◆ Ejercicios
**1.** Enumera todas las personas que aparecen con nombre propio en el relato sobre el duelo.
**2.** Retoma el relato sobre el duelo justo donde se interrumpe y continúalo.

◆ Texto proporcionado
Unos diez días después del fallecimiento de mi Carlos, una persona que no me conocía, conmovida por mi luto, me hizo llegar otro libro que fue fundamental para mí, Experiencias con el cielo, de la Doctora Elsa Lucía Arango, prologado por Santiago Rojas. La Doctora Arango, psicóloga colombiana, especialista en procesos de duelo, habla también de la vida después de la vida en un sentido cercano al de la Doctora Elisabeth Kübler Ross, cuya obra La rueda de la vida había leído yo hacía ya algunos años. Creo que es el mejor libro que podría haber leído en este trance difícil y desolador. La gran casualidad es que acaba de salir al mercado este año.

El once de abril era sábado. No había reparado en algo increíble. Con Carlos, al día siguiente de su llegada, el 22 de marzo, habíamos comprado unas margaritas anaranjadas para adornar la casa. Las puse en un florero entre la cocina y la sala, y Carlos las cambió de sitio. Le parecía que se veían más hermosas sobre la mesa del comedor. 22 días después estaban las flores frescas allí, donde Carlos las puso. Yo ni siquiera les había cambiado el agua. Tuve que tomar una foto para que me creyeran. Aquel sábado comencé a fijarme en mi casa, que no había arreglado en los quince días que habían pasado desde su fallecimiento.

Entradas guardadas
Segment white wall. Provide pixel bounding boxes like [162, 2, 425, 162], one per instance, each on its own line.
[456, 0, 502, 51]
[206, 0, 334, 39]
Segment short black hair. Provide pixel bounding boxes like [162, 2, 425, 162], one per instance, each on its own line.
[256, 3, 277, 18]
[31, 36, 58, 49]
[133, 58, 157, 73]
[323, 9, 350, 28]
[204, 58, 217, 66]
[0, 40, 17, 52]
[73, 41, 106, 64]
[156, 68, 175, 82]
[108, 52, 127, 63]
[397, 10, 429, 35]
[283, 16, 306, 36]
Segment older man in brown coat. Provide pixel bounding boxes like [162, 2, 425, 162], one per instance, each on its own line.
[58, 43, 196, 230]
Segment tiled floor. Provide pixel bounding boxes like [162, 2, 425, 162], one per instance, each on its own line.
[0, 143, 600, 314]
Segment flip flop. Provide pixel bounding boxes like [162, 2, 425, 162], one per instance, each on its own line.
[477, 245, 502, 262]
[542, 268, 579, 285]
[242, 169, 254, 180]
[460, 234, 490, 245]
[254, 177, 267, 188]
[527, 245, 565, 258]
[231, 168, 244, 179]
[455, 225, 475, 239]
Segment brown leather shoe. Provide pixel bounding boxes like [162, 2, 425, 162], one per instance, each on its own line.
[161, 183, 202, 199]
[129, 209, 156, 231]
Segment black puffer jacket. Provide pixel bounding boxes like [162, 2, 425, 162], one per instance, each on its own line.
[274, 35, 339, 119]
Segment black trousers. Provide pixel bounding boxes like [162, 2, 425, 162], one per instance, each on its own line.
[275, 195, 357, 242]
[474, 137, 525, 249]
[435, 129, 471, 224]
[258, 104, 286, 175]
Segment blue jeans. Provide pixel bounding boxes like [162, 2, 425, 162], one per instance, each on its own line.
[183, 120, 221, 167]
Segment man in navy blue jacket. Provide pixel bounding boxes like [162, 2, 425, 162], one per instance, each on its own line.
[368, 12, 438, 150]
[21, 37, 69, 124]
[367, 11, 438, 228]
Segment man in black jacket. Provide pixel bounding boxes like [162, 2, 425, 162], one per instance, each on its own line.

◆ Respuestas
**1.**
- Carlos
- Elsa Lucía Arango
- Santiago Rojas
- Elisabeth Kübler Ross

**2.**
He soñado con Carlos dos veces. En ambas lo he visto volver a la vida, sabiendo dentro del sueño que ya ha muerto. Ha sido muy impactante. Con el transcurrir de los días, me van llegando más sincronías. Me han llegado mensajes que puedo sentir como suyos de cuatro personas. Una me dijo que Carlos estaría conmigo mucho tiempo; otra me dijo que él estaba cerca; otra, que sentía que estaba allí, conmigo; otra más, desconocida para mí, pero amiga de él, soñó con él, que se le aparecía para pedirle que hablara conmigo. En el sueño, esa persona estaba acompañada de un familiar que necesitaba ayuda. Dos días después, tuve noticias de este familiar, que en efecto necesita ser ayudado. Siento que Carlos me habla a través de todas estas sincronías. El dolor es inmenso, pero no puedo negar que a través de todas estas cosas, él sigue conmigo. Puedo sentirlo dentro de mí, como decía él de su mamá, en su texto “Santa Mimía”: “como una luminosidad sonriente, como una compañía tierna, cálida, gozosa. De esta presencia suave y dulce, amorosa y persistente, no tenemos ni sombra de duda.”

Luz Marina Rivas

Bogotá, mayo de 2015.

* El homenaje al escritor, investigador y docente Carlos Pacheco, fue organizado por el Círculo de Escritores de Venezuela, el 16 de mayo en la Sala Cabrujas del Centro Cultural Chacao, Caracas.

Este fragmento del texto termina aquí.